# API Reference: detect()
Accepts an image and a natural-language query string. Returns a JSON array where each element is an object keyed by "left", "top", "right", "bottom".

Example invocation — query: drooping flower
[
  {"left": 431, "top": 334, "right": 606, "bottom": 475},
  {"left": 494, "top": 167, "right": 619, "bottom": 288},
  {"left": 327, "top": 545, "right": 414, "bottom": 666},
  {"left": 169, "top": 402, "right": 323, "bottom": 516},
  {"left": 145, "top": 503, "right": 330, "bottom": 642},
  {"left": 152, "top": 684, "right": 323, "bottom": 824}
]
==================================================
Your goal »
Please retype the whole listing above, line for line, with every character unchanged.

The response »
# API Reference: detect()
Accepts an image and a natural-language query string. Returns a JSON array where each element is an object keyed by "left", "top", "right", "bottom".

Example invocation — query: drooping flower
[
  {"left": 431, "top": 334, "right": 606, "bottom": 475},
  {"left": 494, "top": 167, "right": 619, "bottom": 288},
  {"left": 327, "top": 545, "right": 414, "bottom": 666},
  {"left": 169, "top": 402, "right": 323, "bottom": 516},
  {"left": 145, "top": 503, "right": 330, "bottom": 642},
  {"left": 152, "top": 684, "right": 323, "bottom": 824}
]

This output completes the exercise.